Data records:
(begin)

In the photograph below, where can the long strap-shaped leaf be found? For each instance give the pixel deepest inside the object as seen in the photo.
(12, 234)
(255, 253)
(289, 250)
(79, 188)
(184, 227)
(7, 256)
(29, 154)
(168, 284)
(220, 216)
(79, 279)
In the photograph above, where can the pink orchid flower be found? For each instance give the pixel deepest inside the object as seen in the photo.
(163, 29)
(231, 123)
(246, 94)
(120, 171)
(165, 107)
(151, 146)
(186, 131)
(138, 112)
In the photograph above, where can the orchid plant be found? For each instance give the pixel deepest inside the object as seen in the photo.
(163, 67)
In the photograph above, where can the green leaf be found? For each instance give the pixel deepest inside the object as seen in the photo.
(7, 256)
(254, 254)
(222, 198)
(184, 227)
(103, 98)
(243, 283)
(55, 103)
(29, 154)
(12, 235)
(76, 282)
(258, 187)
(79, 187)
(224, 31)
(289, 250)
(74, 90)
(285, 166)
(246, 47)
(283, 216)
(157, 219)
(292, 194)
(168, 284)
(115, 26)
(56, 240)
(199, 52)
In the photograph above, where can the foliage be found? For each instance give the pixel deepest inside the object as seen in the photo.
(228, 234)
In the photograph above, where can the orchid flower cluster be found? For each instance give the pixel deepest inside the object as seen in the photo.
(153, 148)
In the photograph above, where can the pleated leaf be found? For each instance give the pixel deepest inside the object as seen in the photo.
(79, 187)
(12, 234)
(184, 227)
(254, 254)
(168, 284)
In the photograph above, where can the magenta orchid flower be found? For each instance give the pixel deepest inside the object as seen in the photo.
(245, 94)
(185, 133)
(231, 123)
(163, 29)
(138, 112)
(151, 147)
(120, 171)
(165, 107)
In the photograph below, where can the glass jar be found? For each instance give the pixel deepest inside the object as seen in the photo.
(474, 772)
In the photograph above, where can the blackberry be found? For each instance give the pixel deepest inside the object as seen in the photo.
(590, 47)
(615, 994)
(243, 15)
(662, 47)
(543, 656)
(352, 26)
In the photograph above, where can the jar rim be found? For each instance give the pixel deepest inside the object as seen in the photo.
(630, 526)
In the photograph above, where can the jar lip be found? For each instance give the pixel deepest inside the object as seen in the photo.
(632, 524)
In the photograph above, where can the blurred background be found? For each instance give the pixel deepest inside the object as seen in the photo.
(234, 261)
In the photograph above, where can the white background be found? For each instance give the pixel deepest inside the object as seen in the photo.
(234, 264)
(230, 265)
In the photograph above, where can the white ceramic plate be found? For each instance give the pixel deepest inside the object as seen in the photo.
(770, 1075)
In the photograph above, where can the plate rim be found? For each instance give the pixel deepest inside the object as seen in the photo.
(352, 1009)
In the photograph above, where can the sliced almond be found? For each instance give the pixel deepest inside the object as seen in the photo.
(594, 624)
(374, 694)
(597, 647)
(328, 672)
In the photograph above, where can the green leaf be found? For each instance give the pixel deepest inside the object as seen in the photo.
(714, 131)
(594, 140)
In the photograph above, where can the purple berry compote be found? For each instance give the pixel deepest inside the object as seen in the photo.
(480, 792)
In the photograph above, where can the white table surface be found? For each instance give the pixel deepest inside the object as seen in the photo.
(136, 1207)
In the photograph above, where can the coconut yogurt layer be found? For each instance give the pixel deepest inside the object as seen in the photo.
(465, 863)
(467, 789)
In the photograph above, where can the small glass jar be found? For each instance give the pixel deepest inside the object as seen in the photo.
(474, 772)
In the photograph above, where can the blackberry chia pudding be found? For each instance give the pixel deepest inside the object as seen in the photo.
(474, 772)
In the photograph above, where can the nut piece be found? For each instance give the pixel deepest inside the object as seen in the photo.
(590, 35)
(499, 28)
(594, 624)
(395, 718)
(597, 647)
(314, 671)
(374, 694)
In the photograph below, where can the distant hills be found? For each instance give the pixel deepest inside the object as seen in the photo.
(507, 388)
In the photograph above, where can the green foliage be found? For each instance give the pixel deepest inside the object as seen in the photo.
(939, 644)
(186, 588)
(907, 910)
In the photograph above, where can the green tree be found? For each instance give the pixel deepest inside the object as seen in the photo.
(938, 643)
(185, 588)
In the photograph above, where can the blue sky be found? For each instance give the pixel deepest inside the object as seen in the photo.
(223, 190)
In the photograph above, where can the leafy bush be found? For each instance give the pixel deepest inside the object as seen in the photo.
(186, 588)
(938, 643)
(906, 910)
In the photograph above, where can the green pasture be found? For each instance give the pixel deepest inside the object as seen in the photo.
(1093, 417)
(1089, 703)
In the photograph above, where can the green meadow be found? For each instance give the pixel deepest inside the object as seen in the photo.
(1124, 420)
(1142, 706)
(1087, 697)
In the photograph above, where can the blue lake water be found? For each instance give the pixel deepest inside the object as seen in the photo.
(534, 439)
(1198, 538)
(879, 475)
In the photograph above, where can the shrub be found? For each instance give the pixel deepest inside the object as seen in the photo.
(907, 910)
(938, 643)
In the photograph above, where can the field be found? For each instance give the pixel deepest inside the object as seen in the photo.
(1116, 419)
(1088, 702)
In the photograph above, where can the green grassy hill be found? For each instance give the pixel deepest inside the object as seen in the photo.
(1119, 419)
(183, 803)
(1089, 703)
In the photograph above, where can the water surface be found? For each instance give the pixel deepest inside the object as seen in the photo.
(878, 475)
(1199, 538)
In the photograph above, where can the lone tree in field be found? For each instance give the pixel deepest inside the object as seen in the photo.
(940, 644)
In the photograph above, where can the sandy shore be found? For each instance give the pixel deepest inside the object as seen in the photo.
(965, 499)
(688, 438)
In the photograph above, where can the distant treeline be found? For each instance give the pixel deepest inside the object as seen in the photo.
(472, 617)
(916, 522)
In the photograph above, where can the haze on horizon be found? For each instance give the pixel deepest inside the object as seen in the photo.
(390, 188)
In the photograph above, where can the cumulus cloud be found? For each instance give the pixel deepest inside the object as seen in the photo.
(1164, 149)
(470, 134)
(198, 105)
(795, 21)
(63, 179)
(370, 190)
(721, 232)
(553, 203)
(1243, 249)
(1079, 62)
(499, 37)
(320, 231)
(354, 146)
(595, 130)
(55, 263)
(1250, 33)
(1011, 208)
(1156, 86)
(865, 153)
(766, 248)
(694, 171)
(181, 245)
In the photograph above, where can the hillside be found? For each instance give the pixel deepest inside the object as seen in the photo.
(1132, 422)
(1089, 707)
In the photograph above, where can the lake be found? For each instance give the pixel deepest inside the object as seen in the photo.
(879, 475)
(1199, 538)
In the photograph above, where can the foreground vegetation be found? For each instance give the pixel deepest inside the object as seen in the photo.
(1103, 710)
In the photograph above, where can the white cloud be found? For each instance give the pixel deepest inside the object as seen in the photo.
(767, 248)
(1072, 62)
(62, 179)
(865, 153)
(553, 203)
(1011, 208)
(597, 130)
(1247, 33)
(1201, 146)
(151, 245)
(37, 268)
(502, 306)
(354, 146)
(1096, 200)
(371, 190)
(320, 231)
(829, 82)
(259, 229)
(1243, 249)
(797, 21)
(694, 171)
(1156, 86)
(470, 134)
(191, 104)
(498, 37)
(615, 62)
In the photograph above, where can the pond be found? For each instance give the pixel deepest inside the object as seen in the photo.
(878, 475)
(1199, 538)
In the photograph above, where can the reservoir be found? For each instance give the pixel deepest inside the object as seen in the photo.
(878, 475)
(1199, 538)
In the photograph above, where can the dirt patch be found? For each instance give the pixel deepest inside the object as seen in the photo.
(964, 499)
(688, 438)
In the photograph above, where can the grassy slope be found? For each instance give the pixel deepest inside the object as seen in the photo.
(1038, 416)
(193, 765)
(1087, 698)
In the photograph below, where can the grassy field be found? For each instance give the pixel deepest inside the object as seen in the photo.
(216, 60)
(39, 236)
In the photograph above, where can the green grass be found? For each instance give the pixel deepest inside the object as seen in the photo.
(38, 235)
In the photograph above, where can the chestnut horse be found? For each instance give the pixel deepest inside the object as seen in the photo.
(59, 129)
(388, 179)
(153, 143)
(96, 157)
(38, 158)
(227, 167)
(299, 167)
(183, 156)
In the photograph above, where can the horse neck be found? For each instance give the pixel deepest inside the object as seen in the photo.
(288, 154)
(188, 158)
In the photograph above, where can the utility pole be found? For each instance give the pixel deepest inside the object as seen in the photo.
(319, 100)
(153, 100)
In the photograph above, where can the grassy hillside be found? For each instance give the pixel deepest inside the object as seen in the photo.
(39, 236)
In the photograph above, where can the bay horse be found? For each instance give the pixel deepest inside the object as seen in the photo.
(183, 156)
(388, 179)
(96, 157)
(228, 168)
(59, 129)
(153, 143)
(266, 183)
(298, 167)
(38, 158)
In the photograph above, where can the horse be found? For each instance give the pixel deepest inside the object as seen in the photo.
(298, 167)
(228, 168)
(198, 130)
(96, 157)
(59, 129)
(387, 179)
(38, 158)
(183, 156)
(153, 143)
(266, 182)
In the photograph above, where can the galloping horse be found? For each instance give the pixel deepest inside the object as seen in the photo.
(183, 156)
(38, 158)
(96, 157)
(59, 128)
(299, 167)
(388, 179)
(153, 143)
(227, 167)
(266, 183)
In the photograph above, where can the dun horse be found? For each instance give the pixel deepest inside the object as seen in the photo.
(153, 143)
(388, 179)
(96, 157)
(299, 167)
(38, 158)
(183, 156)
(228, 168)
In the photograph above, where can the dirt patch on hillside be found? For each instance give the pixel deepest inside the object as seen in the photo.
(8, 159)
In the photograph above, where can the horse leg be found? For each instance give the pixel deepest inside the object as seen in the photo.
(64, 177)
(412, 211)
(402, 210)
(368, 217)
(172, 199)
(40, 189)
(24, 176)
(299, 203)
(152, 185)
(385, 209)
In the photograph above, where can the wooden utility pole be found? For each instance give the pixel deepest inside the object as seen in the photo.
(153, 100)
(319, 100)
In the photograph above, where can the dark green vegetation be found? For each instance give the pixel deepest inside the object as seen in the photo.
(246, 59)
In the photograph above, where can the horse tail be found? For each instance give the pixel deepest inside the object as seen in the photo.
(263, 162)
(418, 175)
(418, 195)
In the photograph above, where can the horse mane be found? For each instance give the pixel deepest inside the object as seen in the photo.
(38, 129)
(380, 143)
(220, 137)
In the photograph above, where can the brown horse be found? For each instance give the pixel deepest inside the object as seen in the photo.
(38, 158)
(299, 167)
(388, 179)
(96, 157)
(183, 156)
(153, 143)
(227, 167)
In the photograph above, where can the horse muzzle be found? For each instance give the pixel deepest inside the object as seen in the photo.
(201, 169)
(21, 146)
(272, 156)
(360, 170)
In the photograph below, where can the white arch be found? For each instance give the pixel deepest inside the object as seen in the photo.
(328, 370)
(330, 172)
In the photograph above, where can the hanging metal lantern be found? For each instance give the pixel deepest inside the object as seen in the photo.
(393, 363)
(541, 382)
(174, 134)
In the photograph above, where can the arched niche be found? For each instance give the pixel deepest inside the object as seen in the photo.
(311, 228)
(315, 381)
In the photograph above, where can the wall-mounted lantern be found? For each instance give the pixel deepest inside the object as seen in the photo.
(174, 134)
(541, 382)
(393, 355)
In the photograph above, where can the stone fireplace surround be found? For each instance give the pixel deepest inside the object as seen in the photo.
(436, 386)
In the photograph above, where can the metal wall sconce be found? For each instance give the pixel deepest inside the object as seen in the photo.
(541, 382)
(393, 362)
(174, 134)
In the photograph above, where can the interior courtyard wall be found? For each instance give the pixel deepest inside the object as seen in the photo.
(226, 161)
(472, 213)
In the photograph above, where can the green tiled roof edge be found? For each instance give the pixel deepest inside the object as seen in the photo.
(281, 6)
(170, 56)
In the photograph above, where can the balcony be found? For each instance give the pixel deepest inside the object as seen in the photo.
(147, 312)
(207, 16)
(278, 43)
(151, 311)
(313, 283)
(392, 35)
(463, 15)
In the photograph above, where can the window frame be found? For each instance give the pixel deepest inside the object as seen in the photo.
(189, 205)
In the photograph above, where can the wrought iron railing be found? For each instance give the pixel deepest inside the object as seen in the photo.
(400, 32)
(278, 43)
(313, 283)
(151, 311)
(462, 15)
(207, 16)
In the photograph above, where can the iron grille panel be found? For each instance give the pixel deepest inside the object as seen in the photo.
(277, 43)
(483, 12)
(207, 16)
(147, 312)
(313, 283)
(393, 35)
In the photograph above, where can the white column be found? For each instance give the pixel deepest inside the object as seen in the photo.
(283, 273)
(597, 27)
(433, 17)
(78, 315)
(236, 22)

(end)

• What you need to do:
Reproduce only the lines between the line containing "In the photograph above, where can the interior" and the last line of the records, those two lines included, exactly.

• Result for this task:
In the photograph above, where can the interior courtyard wall be found? For each instance give the pixel deepest inside the object as seen in the photo.
(226, 161)
(472, 213)
In the photograph above, where can the green tiled roof edge be found? For each instance give the pixel deepest inside the object as seen in the photo.
(281, 6)
(170, 56)
In the photograph above, where can the balcony be found? For each instance give the pixel deepest inside the object as seen in the photo.
(147, 312)
(207, 16)
(278, 43)
(151, 311)
(313, 283)
(392, 35)
(463, 15)
In the photograph above, where can the window frame be found? For each instance give the pixel deepest inside the object as seen in the photo.
(189, 205)
In the photograph above, where can the wrought iron railing be found? For each instance give the pixel deepest inside the object as seen in the photo.
(400, 32)
(278, 43)
(313, 283)
(151, 311)
(462, 15)
(207, 16)
In the photograph above, where can the iron grille panel be found? For each instance give the pixel deepest inside the object as seen in the photo.
(277, 43)
(483, 12)
(207, 16)
(147, 312)
(313, 283)
(393, 35)
In the photograph above, where can the white column be found? For each instance give the pixel deepest inside the object as seen in the photo.
(283, 273)
(597, 27)
(433, 17)
(78, 315)
(236, 22)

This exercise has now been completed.